--- START ---

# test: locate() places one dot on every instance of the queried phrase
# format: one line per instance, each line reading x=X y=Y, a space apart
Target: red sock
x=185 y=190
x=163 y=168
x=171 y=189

--- END ---

__Problem__: Every line of data must be returned unchanged.

__Answer section__:
# test: locate() places one dot on every instance of the queried phrase
# format: one line per instance, each line reading x=X y=Y, a space apart
Target: red sock
x=185 y=190
x=163 y=168
x=171 y=189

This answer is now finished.